Exactly as they appear, copy the lines of the listing from the one containing "out like [471,537]." through the final line, both included, and nothing else.

- _Input material_
◆ ◆ ◆ ◆ ◆
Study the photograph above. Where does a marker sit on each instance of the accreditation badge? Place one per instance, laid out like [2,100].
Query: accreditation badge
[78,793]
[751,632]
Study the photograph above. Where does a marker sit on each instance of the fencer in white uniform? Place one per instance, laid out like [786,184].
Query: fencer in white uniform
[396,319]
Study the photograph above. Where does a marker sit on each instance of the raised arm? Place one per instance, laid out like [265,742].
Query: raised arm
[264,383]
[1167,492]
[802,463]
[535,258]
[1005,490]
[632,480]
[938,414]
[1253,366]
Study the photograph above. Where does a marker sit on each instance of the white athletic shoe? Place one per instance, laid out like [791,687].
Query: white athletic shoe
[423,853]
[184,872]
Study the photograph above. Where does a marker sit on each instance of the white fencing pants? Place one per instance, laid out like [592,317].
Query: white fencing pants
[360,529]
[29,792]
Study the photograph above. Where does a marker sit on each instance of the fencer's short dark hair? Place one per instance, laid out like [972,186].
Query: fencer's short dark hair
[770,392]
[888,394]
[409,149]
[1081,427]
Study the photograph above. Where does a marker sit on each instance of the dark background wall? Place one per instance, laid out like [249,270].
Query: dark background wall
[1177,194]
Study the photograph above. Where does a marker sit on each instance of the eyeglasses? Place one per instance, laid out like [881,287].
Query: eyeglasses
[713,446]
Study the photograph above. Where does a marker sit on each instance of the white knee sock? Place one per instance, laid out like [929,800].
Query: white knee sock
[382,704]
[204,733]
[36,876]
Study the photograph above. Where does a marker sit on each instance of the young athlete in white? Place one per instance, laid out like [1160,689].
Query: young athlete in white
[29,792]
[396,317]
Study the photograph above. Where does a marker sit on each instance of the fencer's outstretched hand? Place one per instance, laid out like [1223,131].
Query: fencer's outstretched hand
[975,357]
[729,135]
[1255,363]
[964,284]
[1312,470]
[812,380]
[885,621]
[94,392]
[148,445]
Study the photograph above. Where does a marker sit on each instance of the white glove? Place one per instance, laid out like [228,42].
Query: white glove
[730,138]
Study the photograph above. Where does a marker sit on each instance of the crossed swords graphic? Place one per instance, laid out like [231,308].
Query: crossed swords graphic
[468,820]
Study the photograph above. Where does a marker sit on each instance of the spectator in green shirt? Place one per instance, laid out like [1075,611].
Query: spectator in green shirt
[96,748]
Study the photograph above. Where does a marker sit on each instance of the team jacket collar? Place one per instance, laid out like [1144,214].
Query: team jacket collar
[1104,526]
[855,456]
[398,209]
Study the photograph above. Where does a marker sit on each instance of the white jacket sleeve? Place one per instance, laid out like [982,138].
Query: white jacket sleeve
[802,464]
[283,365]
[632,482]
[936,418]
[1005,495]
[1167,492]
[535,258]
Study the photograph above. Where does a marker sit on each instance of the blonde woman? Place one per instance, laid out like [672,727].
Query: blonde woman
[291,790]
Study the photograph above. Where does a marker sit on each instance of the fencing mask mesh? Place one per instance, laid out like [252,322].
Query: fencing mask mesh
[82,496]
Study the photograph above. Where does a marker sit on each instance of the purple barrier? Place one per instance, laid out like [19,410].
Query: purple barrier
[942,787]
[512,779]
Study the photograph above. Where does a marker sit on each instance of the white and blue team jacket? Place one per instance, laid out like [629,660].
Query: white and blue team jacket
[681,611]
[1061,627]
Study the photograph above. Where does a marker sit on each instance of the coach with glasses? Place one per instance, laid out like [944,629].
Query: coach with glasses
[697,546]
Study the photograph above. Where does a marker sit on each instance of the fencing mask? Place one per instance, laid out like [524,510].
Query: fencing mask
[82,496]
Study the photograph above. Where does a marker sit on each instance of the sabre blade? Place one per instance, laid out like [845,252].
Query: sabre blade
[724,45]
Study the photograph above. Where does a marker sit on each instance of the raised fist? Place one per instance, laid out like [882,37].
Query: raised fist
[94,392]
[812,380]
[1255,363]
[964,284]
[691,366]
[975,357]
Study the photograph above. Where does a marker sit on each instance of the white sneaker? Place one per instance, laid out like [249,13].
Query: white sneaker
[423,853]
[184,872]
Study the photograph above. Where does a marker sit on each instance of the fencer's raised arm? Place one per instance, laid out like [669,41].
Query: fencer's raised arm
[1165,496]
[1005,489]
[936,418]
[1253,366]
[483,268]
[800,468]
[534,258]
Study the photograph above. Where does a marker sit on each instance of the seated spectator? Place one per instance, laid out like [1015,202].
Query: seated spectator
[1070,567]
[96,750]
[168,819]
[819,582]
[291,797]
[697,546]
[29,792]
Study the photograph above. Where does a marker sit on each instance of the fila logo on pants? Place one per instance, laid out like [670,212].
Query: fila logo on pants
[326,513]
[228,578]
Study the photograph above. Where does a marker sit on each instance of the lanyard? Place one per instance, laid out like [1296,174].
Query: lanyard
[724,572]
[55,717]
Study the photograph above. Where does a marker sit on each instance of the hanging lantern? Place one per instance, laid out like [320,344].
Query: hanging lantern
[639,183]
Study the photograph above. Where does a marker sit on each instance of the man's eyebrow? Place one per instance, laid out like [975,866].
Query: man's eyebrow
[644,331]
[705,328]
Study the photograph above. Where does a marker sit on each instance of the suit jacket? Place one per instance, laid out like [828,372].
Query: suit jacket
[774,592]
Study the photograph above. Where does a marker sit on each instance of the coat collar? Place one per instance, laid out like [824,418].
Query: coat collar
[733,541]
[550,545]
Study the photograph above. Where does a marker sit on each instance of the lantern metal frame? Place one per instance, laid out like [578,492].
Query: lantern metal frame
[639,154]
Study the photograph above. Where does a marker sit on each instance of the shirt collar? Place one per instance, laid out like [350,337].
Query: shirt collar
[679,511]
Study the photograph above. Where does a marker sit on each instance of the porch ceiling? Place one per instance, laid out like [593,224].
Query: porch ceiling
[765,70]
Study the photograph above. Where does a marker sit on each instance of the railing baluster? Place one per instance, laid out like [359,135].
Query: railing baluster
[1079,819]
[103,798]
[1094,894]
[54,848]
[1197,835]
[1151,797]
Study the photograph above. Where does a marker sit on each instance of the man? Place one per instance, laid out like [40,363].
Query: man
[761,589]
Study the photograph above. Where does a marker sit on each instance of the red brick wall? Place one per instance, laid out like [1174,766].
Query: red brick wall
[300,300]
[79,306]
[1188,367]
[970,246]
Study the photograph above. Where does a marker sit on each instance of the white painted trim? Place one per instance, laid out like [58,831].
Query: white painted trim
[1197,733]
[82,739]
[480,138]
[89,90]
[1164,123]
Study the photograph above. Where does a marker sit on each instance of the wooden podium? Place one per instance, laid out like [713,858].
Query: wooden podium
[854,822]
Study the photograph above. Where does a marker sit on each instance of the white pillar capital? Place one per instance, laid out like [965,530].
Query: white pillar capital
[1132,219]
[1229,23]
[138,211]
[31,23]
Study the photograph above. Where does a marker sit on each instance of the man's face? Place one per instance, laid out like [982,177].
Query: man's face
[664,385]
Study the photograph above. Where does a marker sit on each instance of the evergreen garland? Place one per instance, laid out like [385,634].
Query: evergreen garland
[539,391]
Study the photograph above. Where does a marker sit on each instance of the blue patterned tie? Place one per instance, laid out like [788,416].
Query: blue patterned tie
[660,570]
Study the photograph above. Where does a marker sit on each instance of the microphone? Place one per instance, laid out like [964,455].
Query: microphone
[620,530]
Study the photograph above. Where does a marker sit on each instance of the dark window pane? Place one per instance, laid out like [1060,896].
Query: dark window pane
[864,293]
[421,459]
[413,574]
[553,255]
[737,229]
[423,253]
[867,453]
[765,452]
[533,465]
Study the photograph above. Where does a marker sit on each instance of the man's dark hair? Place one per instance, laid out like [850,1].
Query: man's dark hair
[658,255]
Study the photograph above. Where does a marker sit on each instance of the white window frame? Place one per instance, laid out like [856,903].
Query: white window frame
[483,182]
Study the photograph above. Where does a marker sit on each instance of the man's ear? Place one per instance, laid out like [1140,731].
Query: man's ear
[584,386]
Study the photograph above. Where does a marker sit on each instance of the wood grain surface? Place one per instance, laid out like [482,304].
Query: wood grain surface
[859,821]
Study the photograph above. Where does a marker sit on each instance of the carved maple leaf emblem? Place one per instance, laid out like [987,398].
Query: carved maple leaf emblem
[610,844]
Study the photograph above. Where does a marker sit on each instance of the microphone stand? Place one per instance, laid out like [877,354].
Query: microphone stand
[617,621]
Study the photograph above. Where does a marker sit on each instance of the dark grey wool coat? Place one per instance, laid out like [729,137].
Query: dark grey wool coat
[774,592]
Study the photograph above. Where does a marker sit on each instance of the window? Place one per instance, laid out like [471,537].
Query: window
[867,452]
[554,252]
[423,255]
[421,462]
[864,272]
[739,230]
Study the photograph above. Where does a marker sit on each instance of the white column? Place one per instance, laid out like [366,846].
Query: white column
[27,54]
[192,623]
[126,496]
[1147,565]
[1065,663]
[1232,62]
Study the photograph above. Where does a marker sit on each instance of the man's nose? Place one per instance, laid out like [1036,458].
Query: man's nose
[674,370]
◆ ◆ ◆ ◆ ◆
- _The reply_
Study the photograph above. Where does a marker sit on each instance of the window? Place one per instance, laid out like [471,537].
Query: window
[867,452]
[554,252]
[423,255]
[421,462]
[864,272]
[739,230]
Study the photograph above. Where does a marker sit on each instance of the white column? Place one per instance, laid out like [366,846].
Query: white column
[27,54]
[192,623]
[126,496]
[1147,565]
[1065,663]
[1232,62]
Study the photograph above. Where does a marker sit on each instance of the man's nose? Place one per instance, laid out like [1036,458].
Query: man's nose
[674,370]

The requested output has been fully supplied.